((

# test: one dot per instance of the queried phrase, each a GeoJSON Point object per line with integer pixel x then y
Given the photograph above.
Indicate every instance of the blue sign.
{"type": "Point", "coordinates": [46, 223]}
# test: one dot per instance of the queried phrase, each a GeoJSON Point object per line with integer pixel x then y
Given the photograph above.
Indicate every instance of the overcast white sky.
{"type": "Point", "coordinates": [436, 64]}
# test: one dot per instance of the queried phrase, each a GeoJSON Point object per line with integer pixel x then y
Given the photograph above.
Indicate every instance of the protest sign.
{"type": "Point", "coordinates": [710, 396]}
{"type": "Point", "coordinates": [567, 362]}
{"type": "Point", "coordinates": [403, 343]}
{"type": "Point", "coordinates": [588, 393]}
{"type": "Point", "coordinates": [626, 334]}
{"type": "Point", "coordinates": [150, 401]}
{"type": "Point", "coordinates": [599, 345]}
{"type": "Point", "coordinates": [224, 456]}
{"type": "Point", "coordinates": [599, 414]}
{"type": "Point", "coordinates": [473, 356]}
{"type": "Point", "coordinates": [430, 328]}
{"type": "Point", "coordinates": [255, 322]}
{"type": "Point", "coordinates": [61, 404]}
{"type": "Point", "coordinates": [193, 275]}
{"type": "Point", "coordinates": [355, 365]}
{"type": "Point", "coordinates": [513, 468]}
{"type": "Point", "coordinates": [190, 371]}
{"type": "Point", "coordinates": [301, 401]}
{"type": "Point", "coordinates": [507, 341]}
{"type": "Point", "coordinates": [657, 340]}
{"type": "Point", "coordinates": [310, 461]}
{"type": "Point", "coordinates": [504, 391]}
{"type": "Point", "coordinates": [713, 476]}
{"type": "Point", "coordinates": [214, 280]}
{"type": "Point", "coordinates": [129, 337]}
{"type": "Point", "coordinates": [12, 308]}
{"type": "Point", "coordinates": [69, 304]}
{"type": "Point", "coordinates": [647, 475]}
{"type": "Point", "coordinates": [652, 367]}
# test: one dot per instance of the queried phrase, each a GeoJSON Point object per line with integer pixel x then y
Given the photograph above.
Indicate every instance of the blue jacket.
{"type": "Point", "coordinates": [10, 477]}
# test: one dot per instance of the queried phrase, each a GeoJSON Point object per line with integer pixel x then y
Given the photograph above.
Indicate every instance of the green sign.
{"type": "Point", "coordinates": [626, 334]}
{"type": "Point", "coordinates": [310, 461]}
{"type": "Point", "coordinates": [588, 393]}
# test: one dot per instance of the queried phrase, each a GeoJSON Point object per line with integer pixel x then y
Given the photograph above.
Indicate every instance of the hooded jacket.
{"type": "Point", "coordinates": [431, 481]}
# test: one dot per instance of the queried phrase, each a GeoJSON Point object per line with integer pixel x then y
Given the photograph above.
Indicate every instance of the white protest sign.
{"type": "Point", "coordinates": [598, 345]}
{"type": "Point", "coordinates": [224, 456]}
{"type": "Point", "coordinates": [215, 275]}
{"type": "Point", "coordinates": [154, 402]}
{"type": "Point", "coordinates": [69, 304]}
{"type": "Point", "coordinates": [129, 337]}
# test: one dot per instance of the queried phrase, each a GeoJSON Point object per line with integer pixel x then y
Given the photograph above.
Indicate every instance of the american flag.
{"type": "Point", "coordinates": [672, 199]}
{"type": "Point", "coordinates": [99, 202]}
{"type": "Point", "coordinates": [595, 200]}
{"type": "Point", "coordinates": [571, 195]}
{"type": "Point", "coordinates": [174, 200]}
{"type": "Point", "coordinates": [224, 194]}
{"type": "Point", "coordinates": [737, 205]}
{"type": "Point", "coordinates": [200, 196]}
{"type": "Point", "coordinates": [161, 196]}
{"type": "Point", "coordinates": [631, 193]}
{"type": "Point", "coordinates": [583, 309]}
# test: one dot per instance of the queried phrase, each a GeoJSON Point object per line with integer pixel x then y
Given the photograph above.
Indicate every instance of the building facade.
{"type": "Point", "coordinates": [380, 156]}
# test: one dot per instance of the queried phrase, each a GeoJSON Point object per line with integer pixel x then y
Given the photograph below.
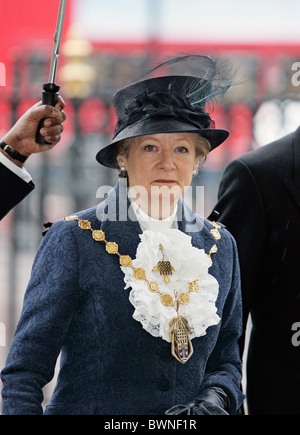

))

Your goal -
Show every line of the data above that contains the string "jacket". Case counts.

Output of the task -
Indicate every instance of the blue jacket.
Indicate every instance of the hooded jacket.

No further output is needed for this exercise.